## Work to be completed
Rewrite the records from the line containing "of the vegetation" through the end of the records, both ends included, requests and all. Scale every x and y coordinate in the answers by 2.35, rounding to whole numbers with halves going up.

======== Input material

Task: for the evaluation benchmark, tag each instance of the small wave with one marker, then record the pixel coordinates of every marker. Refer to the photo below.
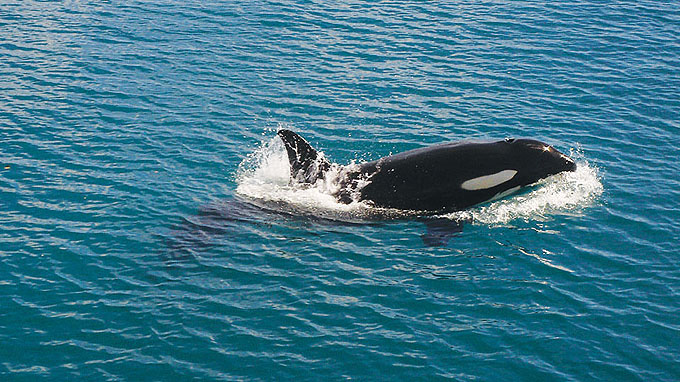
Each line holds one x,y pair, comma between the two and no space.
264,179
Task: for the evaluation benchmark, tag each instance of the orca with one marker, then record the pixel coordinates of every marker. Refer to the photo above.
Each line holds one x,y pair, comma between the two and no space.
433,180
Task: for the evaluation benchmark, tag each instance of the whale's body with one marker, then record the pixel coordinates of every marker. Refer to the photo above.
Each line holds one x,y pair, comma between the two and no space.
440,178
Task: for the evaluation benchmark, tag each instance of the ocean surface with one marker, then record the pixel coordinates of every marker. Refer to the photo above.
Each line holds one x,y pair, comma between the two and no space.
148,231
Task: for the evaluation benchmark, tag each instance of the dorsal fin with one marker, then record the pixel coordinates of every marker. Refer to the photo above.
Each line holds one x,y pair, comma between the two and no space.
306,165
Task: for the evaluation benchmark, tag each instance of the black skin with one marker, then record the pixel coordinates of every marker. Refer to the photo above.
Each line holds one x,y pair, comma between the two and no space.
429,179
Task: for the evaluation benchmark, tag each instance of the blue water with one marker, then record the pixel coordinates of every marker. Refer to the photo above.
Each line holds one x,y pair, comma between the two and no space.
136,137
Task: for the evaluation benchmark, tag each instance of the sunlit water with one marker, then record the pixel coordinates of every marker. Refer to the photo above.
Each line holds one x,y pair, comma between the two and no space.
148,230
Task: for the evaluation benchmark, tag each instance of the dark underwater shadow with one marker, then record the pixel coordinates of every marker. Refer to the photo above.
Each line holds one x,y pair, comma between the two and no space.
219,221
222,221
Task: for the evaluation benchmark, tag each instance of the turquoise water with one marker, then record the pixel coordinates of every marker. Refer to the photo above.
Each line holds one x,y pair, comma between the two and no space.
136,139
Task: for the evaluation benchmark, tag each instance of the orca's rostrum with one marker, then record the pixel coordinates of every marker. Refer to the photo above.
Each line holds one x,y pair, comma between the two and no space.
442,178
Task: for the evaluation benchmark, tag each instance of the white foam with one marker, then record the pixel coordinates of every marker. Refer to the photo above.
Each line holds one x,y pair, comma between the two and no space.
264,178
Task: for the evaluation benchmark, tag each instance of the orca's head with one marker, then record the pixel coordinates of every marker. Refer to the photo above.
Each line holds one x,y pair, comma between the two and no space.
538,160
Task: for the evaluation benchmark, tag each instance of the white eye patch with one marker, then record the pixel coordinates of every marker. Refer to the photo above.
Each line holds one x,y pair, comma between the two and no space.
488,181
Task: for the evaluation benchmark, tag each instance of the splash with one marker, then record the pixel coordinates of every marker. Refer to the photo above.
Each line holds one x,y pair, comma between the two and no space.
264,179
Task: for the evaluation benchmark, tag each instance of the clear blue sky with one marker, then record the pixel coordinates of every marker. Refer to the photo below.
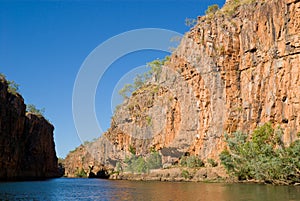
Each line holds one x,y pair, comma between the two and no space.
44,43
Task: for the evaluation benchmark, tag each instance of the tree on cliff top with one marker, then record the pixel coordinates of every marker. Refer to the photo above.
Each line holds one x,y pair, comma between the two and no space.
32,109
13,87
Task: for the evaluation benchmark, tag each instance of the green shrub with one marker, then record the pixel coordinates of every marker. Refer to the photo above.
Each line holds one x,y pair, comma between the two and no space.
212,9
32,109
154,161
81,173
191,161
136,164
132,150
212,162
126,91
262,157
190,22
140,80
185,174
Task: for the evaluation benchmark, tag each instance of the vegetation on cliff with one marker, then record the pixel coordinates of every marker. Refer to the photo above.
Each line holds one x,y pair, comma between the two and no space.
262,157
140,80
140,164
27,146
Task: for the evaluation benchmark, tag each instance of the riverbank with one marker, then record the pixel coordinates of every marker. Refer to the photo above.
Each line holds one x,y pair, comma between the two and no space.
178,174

================

## Completed exercise
Task: for the evaluation benchmark, tag each instance of the vegetation on cliff with one marker, then record the pixel coordinates of every marker. Refer to the photo above.
Each line holds one x,y pair, comma between the two and no space.
616,369
329,188
329,385
63,343
Task: for the evaluation benchmark, tag each instance of the riverbank with one marker, then record the pixel coordinates of every marker. Refer to the photo above.
Each line holds one x,y pair, comma between the two and no space.
418,409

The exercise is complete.